» **What needs to be done**
Copy out all the entries below, renaming "Visual grounding API" to "Object locator" wherever it appears and leaving every other word untouched.
>> START The data
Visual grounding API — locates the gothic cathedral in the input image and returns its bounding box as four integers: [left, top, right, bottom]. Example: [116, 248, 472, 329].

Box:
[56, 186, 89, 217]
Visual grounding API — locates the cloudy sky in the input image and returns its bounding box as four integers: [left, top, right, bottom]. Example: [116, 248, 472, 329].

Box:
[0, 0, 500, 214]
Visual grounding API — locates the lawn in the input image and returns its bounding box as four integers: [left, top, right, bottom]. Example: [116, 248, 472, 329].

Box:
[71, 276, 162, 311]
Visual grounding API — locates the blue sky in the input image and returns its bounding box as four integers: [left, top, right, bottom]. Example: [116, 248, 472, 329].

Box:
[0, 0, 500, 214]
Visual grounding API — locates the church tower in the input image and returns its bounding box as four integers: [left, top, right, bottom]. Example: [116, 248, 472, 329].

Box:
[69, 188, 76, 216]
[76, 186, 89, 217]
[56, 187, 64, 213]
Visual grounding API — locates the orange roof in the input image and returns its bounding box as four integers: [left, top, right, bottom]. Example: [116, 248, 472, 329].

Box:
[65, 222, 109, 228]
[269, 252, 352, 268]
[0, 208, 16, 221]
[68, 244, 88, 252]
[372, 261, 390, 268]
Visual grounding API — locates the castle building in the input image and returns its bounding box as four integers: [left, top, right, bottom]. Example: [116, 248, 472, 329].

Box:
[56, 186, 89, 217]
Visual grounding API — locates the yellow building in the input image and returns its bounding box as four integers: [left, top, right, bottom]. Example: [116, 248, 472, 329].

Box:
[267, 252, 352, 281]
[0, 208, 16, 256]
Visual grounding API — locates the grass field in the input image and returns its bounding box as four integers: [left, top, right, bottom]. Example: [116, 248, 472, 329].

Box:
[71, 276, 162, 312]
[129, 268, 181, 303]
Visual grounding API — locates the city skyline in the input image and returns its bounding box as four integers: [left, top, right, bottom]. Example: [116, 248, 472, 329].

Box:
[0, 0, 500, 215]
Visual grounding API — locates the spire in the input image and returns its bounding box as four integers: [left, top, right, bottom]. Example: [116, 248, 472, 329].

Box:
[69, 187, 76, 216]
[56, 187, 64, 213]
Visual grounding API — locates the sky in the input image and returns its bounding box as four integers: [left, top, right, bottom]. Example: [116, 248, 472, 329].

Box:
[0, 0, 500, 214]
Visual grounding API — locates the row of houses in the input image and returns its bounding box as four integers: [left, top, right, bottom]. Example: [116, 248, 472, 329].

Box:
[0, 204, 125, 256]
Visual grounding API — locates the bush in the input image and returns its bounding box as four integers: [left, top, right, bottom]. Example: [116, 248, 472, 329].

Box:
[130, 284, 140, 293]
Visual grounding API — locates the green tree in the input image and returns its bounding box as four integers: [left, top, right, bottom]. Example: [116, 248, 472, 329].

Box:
>> END The data
» **The result**
Object locator — locates the gothic cathedral in the input image and returns its bounding box as four integers: [left, top, right, bottom]. Example: [116, 248, 472, 329].

Box:
[56, 186, 89, 217]
Object locator — locates the cloudy sky in the input image and returns its bounding box as four integers: [left, top, right, bottom]. Example: [116, 248, 472, 329].

Box:
[0, 0, 500, 214]
Object locator — locates the lawn in the input image and returns its bounding box as four integers: [left, top, right, bottom]. Example: [116, 248, 472, 329].

Box:
[71, 276, 162, 311]
Object locator — locates the blue sky in the input image and returns its bounding box as four integers: [left, top, right, bottom]. Example: [116, 248, 472, 329].

Box:
[0, 0, 500, 214]
Object locator — locates the church tower in the input image and returns its bounding box as four integers: [left, top, right, bottom]. Example: [116, 248, 472, 329].

Box:
[69, 188, 76, 216]
[76, 186, 89, 217]
[56, 187, 64, 213]
Object locator — locates the orange roof in the input image and returns its bounding box as four integers: [left, top, right, bottom]. Example: [116, 248, 472, 329].

Box:
[65, 222, 109, 228]
[269, 252, 352, 268]
[0, 208, 16, 221]
[68, 244, 88, 252]
[372, 261, 390, 268]
Object locator — locates the castle building in the input image and returns its bounding box as four integers: [left, top, right, bottom]. Example: [116, 248, 472, 329].

Box:
[56, 186, 89, 217]
Object locator — locates the yellow building in the input image and returns its bounding box as four integers: [left, top, right, bottom]. Example: [116, 248, 472, 329].

Box:
[267, 252, 352, 281]
[0, 208, 16, 256]
Object locator — locates the grass field in the input image and returns its bounding box as four integers: [left, top, right, bottom]. Example: [116, 248, 472, 329].

Box:
[71, 276, 162, 312]
[129, 268, 181, 303]
Object locator — locates the city skyline in the input image and returns its bounding box as four integers: [left, top, right, bottom]. Example: [116, 248, 472, 329].

Box:
[0, 0, 500, 215]
Object locator — locates the spire in the input image and returns its bounding box as four integers: [left, top, right, bottom]. Example: [116, 248, 472, 329].

Box:
[69, 187, 76, 216]
[56, 187, 64, 213]
Object locator — locates the sky in the input image and returns its bounding box as four integers: [left, top, right, bottom]. Example: [116, 248, 472, 329].

Box:
[0, 0, 500, 214]
Object locator — locates the row of houses in the input image and returns its bounding box as four integers: [left, top, right, bottom]. Example: [116, 248, 472, 329].

Box:
[0, 204, 125, 256]
Object locator — locates the bush in the input image and returns its bounding box as four integers: [left, top, right, bottom]. Example: [116, 248, 472, 329].

Box:
[130, 284, 140, 293]
Object locator — locates the green tree in the input image and returns its bounding box as four integers: [left, top, right, bottom]. Example: [116, 248, 472, 329].

Box:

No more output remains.